Exercise task:
Turn every line of the records below into a JSON list of strings, one string per line, skipping blank lines. Leave the picture out of your answer.

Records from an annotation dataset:
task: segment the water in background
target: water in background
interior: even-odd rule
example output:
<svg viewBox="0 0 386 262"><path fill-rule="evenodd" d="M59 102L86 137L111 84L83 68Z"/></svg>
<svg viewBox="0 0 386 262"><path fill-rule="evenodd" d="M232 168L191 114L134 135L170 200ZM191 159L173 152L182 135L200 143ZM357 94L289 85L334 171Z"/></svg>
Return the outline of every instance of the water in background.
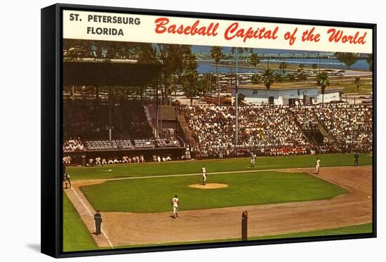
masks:
<svg viewBox="0 0 386 262"><path fill-rule="evenodd" d="M230 53L231 47L225 46L223 47L224 53ZM209 53L211 46L192 46L192 51L193 53ZM317 51L293 51L293 50L283 50L283 49L262 49L262 48L253 48L253 52L258 54L278 54L278 53L293 53L293 54L308 54L308 55L317 55ZM320 52L320 55L325 54L324 52ZM321 67L328 67L328 68L337 68L337 69L347 69L346 65L342 62L339 61L337 59L270 59L269 62L272 63L281 63L286 62L288 64L299 65L302 63L305 65L306 67L316 63L319 65ZM214 64L213 61L197 61L199 64L199 67L197 71L199 73L210 73L215 72L215 67L211 66L211 64ZM266 60L260 60L260 64L266 64ZM277 65L274 66L275 67ZM368 70L368 65L364 59L360 59L354 64L351 69L358 69L358 70ZM230 73L234 72L234 68L225 67L219 67L219 71L221 73ZM262 70L258 70L260 72ZM279 71L279 70L277 71ZM249 68L239 68L239 72L254 72L255 70Z"/></svg>

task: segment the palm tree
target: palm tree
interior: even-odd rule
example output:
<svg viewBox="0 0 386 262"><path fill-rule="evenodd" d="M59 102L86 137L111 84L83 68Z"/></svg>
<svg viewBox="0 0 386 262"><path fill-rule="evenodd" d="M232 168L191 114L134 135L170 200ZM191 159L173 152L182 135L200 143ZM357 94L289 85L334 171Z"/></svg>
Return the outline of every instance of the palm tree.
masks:
<svg viewBox="0 0 386 262"><path fill-rule="evenodd" d="M218 75L218 64L220 60L224 58L225 55L222 53L222 46L212 46L211 48L211 58L214 59L215 62L215 74L217 76L217 96L218 99L218 105L220 105L220 76Z"/></svg>
<svg viewBox="0 0 386 262"><path fill-rule="evenodd" d="M264 79L264 85L268 91L268 104L269 104L269 88L274 83L274 72L271 70L266 70L264 74L262 74Z"/></svg>
<svg viewBox="0 0 386 262"><path fill-rule="evenodd" d="M373 71L373 54L370 53L366 57L366 62L368 65L368 70Z"/></svg>
<svg viewBox="0 0 386 262"><path fill-rule="evenodd" d="M193 105L193 96L196 96L197 79L199 74L197 73L197 62L196 61L196 55L190 53L187 55L185 58L185 93L190 96L190 105Z"/></svg>
<svg viewBox="0 0 386 262"><path fill-rule="evenodd" d="M258 73L258 65L260 64L260 59L259 56L257 53L252 53L251 55L251 65L252 65L255 67L255 74Z"/></svg>
<svg viewBox="0 0 386 262"><path fill-rule="evenodd" d="M299 64L299 69L300 69L300 70L304 70L305 67L305 65L303 63Z"/></svg>
<svg viewBox="0 0 386 262"><path fill-rule="evenodd" d="M330 85L330 80L328 79L328 75L326 72L321 72L317 76L317 81L318 86L321 89L321 103L324 104L324 92L326 91L326 87Z"/></svg>
<svg viewBox="0 0 386 262"><path fill-rule="evenodd" d="M361 78L359 77L355 77L355 81L354 81L354 83L357 86L357 91L359 91L359 86L361 86Z"/></svg>
<svg viewBox="0 0 386 262"><path fill-rule="evenodd" d="M287 69L287 63L286 62L281 62L280 65L279 65L279 68L281 70L281 72L284 74Z"/></svg>
<svg viewBox="0 0 386 262"><path fill-rule="evenodd" d="M312 67L314 72L317 71L317 69L318 69L318 64L317 63L314 63L311 66Z"/></svg>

Worked answer:
[
  "task: segment the water in background",
  "target: water in background",
  "interior: even-odd rule",
  "example output:",
  "<svg viewBox=\"0 0 386 262\"><path fill-rule=\"evenodd\" d=\"M59 102L86 137L111 84L83 68Z\"/></svg>",
  "<svg viewBox=\"0 0 386 262\"><path fill-rule=\"evenodd\" d=\"M232 168L191 114L134 135L170 200ZM191 159L173 152L182 135L200 143ZM357 94L289 85L334 171Z\"/></svg>",
  "Return the outline of every instance of the water in background.",
  "masks:",
  "<svg viewBox=\"0 0 386 262\"><path fill-rule=\"evenodd\" d=\"M230 53L231 47L225 46L223 47L224 53ZM209 53L211 46L192 46L192 51L193 53ZM317 51L293 51L293 50L283 50L283 49L262 49L262 48L253 48L253 52L258 54L278 54L278 53L293 53L293 54L308 54L308 55L317 55ZM320 52L320 55L325 54L324 52ZM321 67L328 67L328 68L337 68L337 69L347 69L346 65L342 62L339 61L337 59L270 59L269 62L272 63L281 63L286 62L288 64L299 65L302 63L305 65L306 67L316 63L319 65ZM214 64L213 61L197 61L199 64L199 67L197 71L199 73L210 73L215 72L215 67L211 66L211 64ZM266 60L260 60L260 64L266 64ZM277 65L274 66L275 67ZM368 70L368 65L364 59L360 59L354 64L351 69L358 69L358 70ZM230 73L234 72L234 68L225 67L219 67L219 71L221 73ZM262 70L258 70L260 72ZM279 71L279 70L277 71ZM249 68L239 68L239 72L254 72L255 70Z\"/></svg>",
  "task: segment the palm tree",
  "target: palm tree",
  "interior: even-odd rule",
  "example output:",
  "<svg viewBox=\"0 0 386 262\"><path fill-rule=\"evenodd\" d=\"M59 102L86 137L111 84L83 68Z\"/></svg>",
  "<svg viewBox=\"0 0 386 262\"><path fill-rule=\"evenodd\" d=\"M232 168L191 114L134 135L170 200ZM191 159L173 152L182 135L200 143ZM357 94L289 85L334 171Z\"/></svg>",
  "Return the outline of every instance of the palm tree.",
  "masks:",
  "<svg viewBox=\"0 0 386 262\"><path fill-rule=\"evenodd\" d=\"M218 75L218 64L220 60L224 58L225 55L222 53L222 46L212 46L211 48L211 58L214 59L215 62L215 74L217 76L217 96L218 99L218 105L220 105L220 76Z\"/></svg>",
  "<svg viewBox=\"0 0 386 262\"><path fill-rule=\"evenodd\" d=\"M264 79L264 85L268 91L268 104L269 104L269 88L274 83L274 72L271 70L266 70L264 74L262 74Z\"/></svg>",
  "<svg viewBox=\"0 0 386 262\"><path fill-rule=\"evenodd\" d=\"M373 71L373 54L370 53L366 57L366 62L368 65L368 70Z\"/></svg>",
  "<svg viewBox=\"0 0 386 262\"><path fill-rule=\"evenodd\" d=\"M193 105L193 96L196 96L197 79L199 74L197 73L197 62L196 61L196 55L190 53L187 55L185 58L185 93L190 96L190 105Z\"/></svg>",
  "<svg viewBox=\"0 0 386 262\"><path fill-rule=\"evenodd\" d=\"M258 73L258 65L260 64L260 59L259 56L257 53L252 53L251 55L251 65L252 65L255 67L255 74Z\"/></svg>",
  "<svg viewBox=\"0 0 386 262\"><path fill-rule=\"evenodd\" d=\"M299 64L299 69L300 69L300 70L304 70L305 67L305 65L303 63Z\"/></svg>",
  "<svg viewBox=\"0 0 386 262\"><path fill-rule=\"evenodd\" d=\"M330 85L330 80L328 79L328 75L326 72L321 72L317 76L317 81L318 86L321 89L321 103L324 104L324 92L326 91L326 87Z\"/></svg>",
  "<svg viewBox=\"0 0 386 262\"><path fill-rule=\"evenodd\" d=\"M361 78L359 77L355 77L355 81L354 81L354 83L357 86L357 91L359 91L359 86L361 86Z\"/></svg>",
  "<svg viewBox=\"0 0 386 262\"><path fill-rule=\"evenodd\" d=\"M287 69L287 63L286 62L281 62L280 65L279 65L279 68L281 70L281 72L284 74Z\"/></svg>",
  "<svg viewBox=\"0 0 386 262\"><path fill-rule=\"evenodd\" d=\"M312 67L314 72L317 71L317 69L318 69L318 64L317 63L314 63L311 66Z\"/></svg>"
]